- [EXERCISE BRIEF]: Reproduce the entries beneath exactly, without their images.

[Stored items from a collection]

+-------+

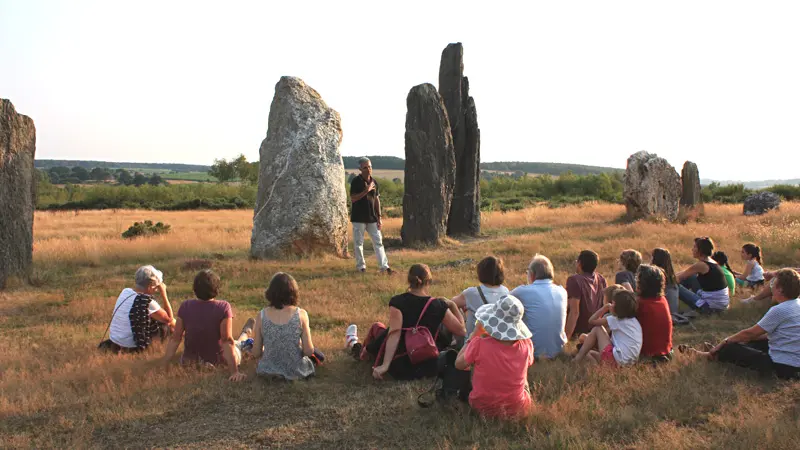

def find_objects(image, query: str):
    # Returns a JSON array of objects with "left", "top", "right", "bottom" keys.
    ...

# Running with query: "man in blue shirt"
[{"left": 511, "top": 254, "right": 568, "bottom": 359}]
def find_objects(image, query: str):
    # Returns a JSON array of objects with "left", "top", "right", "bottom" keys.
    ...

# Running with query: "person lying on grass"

+-------+

- [ANSWER BOX]:
def find_objects(image, query: str):
    # Returns a JSON array of objects with "left", "top", "right", "bottom" keys.
    ...

# Running with query: "man in blue shirt"
[{"left": 511, "top": 254, "right": 568, "bottom": 359}]
def find_objects(image, query: str):
    # Returns a JSON array of objects with "left", "top", "right", "bottom" keys.
    ...

# Running with query: "person lying on grass"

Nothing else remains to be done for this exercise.